Count the lines in the records below that contain the string "ledge", treating case as significant. Reply with the number alone.

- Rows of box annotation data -
========================================

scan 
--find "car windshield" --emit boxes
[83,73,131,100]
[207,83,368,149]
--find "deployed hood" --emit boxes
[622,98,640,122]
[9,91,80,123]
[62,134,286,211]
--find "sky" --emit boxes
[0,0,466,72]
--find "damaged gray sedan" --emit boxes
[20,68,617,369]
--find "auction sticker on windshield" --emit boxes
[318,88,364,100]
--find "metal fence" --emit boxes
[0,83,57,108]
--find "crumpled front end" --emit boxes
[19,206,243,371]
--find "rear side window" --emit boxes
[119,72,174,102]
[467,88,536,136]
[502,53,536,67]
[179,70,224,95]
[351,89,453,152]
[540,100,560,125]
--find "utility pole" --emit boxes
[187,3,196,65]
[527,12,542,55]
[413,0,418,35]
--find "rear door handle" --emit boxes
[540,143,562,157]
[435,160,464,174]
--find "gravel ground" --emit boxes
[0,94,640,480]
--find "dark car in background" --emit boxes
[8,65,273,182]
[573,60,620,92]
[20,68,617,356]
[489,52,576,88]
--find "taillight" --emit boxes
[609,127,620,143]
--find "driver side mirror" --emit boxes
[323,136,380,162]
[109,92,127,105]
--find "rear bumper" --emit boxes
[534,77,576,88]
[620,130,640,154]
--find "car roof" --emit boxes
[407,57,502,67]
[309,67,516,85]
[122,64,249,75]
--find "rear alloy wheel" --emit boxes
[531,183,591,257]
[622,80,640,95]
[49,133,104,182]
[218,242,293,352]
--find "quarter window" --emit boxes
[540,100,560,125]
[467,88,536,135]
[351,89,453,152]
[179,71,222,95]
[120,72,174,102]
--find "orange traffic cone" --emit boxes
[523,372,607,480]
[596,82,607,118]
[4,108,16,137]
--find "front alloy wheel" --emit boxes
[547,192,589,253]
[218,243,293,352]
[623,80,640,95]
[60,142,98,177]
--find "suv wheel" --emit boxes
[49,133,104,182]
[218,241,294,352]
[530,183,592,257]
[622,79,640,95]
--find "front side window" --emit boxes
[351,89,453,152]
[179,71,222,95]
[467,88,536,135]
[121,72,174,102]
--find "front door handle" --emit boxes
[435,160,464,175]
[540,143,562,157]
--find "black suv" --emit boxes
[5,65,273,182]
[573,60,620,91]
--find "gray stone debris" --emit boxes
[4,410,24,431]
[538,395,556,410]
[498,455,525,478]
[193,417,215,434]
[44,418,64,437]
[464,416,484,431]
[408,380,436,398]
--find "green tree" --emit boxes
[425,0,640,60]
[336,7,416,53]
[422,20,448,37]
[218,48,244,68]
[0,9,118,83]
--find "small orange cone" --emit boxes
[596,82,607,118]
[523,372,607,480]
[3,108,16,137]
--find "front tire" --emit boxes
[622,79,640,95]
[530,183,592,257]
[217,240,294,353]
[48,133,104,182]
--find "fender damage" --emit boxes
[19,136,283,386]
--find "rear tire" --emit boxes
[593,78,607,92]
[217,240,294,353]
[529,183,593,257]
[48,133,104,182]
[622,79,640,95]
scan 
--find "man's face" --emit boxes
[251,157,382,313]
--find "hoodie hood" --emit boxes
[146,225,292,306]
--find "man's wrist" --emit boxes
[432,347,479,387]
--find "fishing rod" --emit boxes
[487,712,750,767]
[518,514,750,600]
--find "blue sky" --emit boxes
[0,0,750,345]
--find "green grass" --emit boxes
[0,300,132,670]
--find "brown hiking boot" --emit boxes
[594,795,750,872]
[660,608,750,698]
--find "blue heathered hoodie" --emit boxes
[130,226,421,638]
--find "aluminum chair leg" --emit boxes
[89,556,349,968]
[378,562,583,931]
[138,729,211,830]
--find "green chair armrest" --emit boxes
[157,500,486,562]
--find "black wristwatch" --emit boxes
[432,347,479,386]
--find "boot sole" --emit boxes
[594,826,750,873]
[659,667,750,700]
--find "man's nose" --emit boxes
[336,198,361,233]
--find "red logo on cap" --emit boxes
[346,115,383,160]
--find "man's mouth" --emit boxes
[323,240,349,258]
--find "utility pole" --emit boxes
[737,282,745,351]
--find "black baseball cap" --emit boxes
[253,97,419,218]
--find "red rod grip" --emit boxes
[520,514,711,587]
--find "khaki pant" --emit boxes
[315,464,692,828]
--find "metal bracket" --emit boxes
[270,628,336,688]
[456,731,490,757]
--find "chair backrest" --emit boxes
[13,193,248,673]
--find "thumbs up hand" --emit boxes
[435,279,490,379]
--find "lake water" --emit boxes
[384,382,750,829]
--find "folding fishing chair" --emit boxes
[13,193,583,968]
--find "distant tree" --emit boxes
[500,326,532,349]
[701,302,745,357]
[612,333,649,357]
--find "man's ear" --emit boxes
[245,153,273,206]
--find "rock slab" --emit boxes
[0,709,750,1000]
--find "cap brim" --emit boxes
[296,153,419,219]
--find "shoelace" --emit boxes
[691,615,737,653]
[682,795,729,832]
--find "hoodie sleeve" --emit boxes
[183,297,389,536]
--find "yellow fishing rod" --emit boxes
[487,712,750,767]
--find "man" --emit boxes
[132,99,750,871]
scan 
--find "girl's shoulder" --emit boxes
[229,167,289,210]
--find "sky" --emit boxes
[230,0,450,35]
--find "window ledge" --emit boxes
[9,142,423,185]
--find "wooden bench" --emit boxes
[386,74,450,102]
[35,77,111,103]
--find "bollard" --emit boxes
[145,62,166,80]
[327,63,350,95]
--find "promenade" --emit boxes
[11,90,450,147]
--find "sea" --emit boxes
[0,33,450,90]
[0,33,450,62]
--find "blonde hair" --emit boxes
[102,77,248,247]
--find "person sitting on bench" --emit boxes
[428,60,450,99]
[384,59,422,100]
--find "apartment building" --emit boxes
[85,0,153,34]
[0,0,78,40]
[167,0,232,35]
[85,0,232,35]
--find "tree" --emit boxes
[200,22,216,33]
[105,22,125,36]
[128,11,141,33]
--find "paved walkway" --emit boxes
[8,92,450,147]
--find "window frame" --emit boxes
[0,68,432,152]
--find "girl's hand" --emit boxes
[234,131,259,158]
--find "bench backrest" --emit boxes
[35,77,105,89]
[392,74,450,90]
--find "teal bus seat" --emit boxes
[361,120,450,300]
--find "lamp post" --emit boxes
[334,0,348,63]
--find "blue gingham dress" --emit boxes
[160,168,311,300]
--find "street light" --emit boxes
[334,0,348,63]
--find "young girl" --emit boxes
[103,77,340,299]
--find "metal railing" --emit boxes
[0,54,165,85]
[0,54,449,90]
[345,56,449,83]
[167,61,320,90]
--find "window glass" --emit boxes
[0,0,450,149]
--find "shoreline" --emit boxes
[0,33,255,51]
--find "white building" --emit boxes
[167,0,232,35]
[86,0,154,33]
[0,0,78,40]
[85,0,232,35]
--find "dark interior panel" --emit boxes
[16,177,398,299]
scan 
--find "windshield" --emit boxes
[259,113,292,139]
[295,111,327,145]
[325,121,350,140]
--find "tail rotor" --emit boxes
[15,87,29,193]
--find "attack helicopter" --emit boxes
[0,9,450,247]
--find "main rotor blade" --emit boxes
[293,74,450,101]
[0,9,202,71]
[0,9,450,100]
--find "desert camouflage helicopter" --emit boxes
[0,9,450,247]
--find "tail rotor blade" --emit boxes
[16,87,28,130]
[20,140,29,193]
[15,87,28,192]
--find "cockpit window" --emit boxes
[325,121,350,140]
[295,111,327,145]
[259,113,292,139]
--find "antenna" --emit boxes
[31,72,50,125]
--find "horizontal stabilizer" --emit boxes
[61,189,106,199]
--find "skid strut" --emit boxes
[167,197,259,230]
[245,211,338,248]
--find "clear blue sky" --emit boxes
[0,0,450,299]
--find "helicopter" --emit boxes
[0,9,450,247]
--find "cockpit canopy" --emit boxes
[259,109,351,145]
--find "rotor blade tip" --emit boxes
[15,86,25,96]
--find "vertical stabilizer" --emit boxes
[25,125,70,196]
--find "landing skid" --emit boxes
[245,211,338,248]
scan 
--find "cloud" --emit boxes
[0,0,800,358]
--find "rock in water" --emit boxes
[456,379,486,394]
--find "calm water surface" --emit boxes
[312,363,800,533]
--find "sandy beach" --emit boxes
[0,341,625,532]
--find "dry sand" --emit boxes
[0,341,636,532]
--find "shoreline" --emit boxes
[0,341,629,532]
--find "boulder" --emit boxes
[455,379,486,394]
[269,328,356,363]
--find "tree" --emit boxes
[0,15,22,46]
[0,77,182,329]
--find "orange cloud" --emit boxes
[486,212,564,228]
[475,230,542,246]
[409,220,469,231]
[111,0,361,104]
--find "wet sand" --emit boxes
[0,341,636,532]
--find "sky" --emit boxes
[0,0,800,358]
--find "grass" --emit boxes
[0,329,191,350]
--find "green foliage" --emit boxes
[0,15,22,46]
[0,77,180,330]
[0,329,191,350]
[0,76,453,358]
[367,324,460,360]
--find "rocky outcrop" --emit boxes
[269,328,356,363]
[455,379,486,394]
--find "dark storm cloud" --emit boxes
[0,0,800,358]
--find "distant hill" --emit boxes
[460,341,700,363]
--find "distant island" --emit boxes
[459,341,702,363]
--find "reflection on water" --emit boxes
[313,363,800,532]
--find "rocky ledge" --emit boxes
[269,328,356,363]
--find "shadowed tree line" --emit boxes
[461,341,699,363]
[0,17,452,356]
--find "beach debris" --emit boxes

========================================

- EXERCISE RESULT -
2